→ PROBLEM TO SOLVE: List every line in the rows below that contains the word "plate".

→ EXERCISE MATERIAL:
##########

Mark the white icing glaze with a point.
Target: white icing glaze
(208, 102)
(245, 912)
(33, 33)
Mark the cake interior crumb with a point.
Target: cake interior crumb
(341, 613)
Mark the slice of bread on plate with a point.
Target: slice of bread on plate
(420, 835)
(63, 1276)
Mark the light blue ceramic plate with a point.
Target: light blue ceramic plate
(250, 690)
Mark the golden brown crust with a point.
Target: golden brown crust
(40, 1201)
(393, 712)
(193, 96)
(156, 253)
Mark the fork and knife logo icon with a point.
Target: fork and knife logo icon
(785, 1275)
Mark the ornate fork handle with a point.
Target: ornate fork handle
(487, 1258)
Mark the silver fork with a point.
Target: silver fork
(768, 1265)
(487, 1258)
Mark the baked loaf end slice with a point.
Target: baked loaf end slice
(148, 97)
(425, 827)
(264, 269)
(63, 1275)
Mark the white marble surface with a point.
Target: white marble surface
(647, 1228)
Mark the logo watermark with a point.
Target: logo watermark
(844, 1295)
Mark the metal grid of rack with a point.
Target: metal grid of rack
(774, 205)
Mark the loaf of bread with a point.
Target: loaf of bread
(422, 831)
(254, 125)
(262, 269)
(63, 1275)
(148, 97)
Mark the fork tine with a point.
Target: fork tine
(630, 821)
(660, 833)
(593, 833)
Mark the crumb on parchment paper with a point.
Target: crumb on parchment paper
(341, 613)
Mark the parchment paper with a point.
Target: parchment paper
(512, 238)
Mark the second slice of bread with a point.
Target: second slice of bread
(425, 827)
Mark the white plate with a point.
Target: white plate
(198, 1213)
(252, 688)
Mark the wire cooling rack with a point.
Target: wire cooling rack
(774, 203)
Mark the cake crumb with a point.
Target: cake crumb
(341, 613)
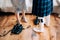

##########

→ OUTPUT:
Mark the slice of bread on plate with a point.
Target: slice of bread on plate
Mark the light blue ceramic plate with a point.
Target: light blue ceramic plate
Mark the white plate with a point.
Target: white plate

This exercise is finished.